**GOAL OF THE EXERCISE:** Reproduce every record exactly as given.

-------- DATA --------

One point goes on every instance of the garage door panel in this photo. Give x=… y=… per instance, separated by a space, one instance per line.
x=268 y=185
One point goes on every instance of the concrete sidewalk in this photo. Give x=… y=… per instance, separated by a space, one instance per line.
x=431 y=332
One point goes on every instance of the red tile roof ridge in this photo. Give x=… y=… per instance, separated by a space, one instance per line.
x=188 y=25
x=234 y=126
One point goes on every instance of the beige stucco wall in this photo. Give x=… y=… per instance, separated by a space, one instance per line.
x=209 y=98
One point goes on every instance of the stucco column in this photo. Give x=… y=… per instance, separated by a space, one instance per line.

--------

**TASK ANSWER:**
One point goes on every instance of the garage door panel in this photo. Give x=… y=… per instance, separated by a space, one instance per line.
x=268 y=185
One point goes on every instance of the concrete sidewalk in this photo. Give x=… y=… per instance, separated by a space, one instance per line.
x=431 y=332
One point goes on every instance of the red tile roof ridge in this photo. Give x=… y=… per instance, separated by a space, one instance per line.
x=188 y=25
x=234 y=126
One point goes on every instance of the beige stucco wall in this photo. Give x=… y=… per instance, separated by a space, one instance per line.
x=209 y=98
One point goes on every instance of the stucco column in this photo. Give x=… y=… per instance, separated by a space, one instance per line.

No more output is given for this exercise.